» GIVEN TASK A
In the passage about the SF Classics reprints, which issue was filled with stories by Edmond Hamilton?

The reprints in the first six issues of SF Classics were taken from the first few years of Amazing Stories with no issues later than 1933, and included authors such as John Campbell, Edmond Hamilton, David H. Keller and Murray Leinster. Ashley describes the selection as weak, with many "quaint and dated" stories, but adds that serious fans of the genre would have been glad of the chance to re-read some stories that had a reputation as classics, such as "When the Atoms Failed", John Campbell's first published story, and "The Gostak and the Doshes", by Miles J. Breuer. The early reprint policy ended with the seventh issue, which was filled with stories by Edmond Hamilton. The eighth issue took all its fiction from the April 1956 issue of Amazing Stories. Not long before Cohen had acquired Amazing Stories it had run a "Classic Reprint" section, with stories selected by Sam Moskowitz. After the hiatus in which Strange Fantasy and Space Adventures appeared, issue 12 reprinted some of these stories, along with the new introductions Moskowitz had provided for the first reprinting. From issue 13 onwards, SF Adventure Classics reprinted material from Amazing Stories, from the first years of Ray Palmer's time as editor. Palmer had taken over as editor of Amazing in 1938, and Ashley describes the material reprinted from this period as "mostly hack work churned out by a stable of writers to Palmer's editorial order". A few of the chosen reprints have better reputations; Ashley lists William F. Temple's "Mr. Cradock's Amazing Experience", in issue 14, as one of the better-written stories, and describes Temple's "The 4-Sided Triangle", in issue 17, as "of justifiable classic status". Other frequently appearing authors including John Russell Fearn, under his own name and pseudonyms, and Festus Pragnell, Don Wilcox, Ed Earl Repp, Neil R. Jones, and Leroy Yerxa.

» GIVEN TASK B
Rewrite the rows that begin at the line containing "Note: for each instance of the hazy" and end after the line containing "point(776, 426)", substituting "harbor seal" for "sea lion" and leaving everything else unchanged.

» DATA SUPPLIED
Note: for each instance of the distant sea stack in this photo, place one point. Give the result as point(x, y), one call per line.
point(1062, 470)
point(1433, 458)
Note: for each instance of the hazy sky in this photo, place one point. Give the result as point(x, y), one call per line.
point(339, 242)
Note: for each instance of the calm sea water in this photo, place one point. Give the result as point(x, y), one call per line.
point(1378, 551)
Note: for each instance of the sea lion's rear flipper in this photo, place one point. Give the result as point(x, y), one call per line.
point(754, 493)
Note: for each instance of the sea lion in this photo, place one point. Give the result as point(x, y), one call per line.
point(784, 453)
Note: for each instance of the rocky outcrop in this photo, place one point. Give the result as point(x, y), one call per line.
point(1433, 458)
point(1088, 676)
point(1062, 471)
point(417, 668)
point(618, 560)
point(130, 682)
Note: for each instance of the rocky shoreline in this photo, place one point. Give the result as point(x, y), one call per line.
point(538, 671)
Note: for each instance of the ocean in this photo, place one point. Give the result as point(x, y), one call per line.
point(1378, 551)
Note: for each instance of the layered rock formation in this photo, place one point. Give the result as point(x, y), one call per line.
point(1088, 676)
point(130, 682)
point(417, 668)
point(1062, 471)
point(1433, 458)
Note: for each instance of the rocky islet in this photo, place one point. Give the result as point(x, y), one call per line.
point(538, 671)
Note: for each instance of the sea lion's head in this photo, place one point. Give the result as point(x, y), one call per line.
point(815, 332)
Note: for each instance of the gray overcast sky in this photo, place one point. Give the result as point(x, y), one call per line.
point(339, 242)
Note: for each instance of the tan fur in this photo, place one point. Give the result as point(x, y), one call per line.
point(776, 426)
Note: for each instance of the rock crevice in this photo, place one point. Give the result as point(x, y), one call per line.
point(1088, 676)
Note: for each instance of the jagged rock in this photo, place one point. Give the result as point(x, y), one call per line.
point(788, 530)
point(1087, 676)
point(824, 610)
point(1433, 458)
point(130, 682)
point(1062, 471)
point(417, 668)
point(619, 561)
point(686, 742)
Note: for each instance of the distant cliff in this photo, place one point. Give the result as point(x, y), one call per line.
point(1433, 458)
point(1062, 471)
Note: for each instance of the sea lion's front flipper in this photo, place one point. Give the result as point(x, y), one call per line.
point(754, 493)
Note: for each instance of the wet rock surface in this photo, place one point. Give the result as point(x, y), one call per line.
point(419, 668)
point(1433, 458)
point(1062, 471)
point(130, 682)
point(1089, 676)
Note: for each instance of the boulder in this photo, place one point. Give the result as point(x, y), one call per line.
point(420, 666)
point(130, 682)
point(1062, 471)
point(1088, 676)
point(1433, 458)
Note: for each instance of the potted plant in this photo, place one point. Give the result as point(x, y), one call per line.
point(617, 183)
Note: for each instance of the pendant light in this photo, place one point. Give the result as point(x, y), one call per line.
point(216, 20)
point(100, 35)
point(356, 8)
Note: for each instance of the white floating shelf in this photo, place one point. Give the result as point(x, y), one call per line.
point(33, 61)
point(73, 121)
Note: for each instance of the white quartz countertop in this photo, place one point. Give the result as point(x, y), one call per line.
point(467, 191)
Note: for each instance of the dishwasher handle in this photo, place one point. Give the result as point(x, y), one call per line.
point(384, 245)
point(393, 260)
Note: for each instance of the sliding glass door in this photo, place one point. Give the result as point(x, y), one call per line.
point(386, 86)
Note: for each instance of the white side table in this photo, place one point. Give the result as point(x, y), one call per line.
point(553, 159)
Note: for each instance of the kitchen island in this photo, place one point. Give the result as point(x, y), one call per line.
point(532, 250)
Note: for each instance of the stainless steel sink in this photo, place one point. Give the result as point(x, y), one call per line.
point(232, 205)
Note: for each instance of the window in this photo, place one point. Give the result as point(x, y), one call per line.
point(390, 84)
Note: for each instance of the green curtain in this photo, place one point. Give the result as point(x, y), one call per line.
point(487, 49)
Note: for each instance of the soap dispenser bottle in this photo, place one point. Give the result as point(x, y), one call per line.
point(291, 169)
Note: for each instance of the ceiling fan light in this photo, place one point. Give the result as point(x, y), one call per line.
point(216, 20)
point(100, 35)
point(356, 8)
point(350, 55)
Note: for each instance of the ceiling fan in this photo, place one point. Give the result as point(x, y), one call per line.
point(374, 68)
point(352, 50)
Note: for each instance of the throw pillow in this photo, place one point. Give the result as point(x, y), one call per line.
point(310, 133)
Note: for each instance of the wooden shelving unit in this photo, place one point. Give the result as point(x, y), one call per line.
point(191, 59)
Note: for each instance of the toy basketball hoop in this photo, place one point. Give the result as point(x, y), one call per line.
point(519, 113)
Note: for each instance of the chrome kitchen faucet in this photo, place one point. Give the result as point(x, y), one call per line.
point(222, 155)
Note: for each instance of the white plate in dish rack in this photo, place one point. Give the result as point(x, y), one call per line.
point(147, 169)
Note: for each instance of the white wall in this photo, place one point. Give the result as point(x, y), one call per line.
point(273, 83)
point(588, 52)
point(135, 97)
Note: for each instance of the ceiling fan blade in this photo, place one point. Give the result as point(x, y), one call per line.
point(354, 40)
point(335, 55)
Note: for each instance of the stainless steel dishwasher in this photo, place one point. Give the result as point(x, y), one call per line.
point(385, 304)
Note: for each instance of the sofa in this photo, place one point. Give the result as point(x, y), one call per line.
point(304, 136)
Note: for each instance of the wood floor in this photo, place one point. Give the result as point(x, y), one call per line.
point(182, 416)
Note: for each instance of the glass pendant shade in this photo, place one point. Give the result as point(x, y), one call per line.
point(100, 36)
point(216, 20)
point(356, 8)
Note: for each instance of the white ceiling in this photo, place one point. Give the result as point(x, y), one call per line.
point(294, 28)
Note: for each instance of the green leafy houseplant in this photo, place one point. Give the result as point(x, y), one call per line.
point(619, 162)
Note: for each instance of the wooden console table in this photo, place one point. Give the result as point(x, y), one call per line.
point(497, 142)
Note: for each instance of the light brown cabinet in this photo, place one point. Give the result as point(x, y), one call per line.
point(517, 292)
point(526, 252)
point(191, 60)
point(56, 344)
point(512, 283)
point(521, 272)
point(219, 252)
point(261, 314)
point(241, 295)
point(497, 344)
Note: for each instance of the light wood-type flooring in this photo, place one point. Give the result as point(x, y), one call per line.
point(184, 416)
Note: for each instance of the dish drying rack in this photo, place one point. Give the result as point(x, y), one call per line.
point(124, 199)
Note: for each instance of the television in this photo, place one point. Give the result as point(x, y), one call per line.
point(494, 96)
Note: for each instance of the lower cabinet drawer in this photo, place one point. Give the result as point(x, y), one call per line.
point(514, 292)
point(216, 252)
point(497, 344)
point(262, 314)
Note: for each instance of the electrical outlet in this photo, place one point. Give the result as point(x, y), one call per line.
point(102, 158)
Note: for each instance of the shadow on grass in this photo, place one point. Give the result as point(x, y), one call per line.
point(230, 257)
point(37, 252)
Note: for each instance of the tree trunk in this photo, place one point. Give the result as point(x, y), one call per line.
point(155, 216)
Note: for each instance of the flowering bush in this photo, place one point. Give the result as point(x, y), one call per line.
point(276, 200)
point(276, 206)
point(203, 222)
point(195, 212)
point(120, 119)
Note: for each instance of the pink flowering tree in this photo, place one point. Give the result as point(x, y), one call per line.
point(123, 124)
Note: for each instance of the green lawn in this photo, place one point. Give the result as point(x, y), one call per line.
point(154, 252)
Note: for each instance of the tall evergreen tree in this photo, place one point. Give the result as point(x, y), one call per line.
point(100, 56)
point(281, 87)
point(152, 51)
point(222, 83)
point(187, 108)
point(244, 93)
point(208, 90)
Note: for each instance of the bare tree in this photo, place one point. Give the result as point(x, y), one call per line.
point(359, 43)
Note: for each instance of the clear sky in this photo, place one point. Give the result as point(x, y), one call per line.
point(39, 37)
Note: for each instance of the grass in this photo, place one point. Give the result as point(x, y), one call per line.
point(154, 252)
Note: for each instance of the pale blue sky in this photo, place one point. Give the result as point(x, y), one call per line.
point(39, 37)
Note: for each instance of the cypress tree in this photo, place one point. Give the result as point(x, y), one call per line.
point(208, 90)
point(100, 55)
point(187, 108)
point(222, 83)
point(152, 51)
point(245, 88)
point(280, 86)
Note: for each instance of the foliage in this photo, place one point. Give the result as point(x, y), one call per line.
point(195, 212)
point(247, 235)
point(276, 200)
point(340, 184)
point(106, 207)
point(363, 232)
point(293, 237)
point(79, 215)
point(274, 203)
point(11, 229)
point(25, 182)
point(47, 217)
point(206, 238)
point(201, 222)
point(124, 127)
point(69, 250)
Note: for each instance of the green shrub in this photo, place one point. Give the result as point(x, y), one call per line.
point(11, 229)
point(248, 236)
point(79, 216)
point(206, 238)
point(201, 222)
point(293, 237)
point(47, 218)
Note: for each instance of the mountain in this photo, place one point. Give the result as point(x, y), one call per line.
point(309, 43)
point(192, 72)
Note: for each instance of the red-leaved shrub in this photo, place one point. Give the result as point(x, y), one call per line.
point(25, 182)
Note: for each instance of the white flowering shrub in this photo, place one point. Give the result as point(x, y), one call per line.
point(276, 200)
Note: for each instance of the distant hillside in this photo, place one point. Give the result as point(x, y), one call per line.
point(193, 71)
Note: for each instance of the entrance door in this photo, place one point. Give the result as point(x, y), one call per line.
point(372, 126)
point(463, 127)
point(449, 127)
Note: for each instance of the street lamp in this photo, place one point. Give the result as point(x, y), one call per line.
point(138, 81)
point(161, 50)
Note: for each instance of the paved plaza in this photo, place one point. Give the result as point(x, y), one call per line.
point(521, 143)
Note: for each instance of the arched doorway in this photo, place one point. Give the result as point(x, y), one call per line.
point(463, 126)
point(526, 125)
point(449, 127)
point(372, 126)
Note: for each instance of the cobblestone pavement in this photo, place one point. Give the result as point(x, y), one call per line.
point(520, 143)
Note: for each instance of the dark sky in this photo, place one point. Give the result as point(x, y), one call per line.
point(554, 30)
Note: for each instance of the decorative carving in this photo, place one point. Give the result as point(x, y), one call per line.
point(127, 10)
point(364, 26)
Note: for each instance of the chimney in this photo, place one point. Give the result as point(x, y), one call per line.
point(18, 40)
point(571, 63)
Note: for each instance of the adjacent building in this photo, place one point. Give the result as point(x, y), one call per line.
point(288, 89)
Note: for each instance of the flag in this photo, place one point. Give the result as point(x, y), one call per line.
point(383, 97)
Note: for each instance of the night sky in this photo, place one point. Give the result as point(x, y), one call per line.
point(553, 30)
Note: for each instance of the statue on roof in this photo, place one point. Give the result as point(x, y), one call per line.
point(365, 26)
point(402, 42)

» EXERCISE SOLUTION A
The seventh issue.

» EXERCISE SOLUTION B
Note: for each instance of the hazy sky in this photo, place one point. Give the result as point(x, y), one call per line.
point(339, 242)
Note: for each instance of the calm sea water in this photo, place one point. Give the result as point(x, y), one call per line.
point(1378, 551)
Note: for each instance of the harbor seal's rear flipper in this photo, place one point. Give the result as point(x, y), one call per line.
point(754, 493)
Note: for each instance of the harbor seal in this photo, place one point. Give the result as point(x, y), one call per line.
point(784, 453)
Note: for each instance of the rocky outcrop in this photo, place one point. Give the result as point(x, y), one call per line.
point(1433, 458)
point(1088, 676)
point(1062, 471)
point(417, 668)
point(618, 560)
point(130, 682)
Note: for each instance of the rocky shoreline in this photo, place one point. Give the result as point(x, y), one call per line.
point(538, 671)
Note: for each instance of the ocean in this photo, place one point. Give the result as point(x, y), one call per line.
point(1378, 551)
Note: for each instance of the layered rock formation in this photo, place one point. Give the result as point(x, y), one call per line.
point(1088, 676)
point(130, 682)
point(417, 668)
point(1062, 471)
point(1433, 458)
Note: for each instance of the rocky islet in this photo, place one point. Give the result as point(x, y), one call per line.
point(538, 671)
Note: for each instance of the harbor seal's head in this photo, place one point. Give the result as point(x, y), one call per line.
point(815, 332)
Note: for each instance of the gray overcast sky in this photo, place one point. Give the result as point(x, y), one call per line.
point(339, 242)
Note: for each instance of the tan fur in this photo, place one point. Give the result as point(x, y), one call per line.
point(776, 426)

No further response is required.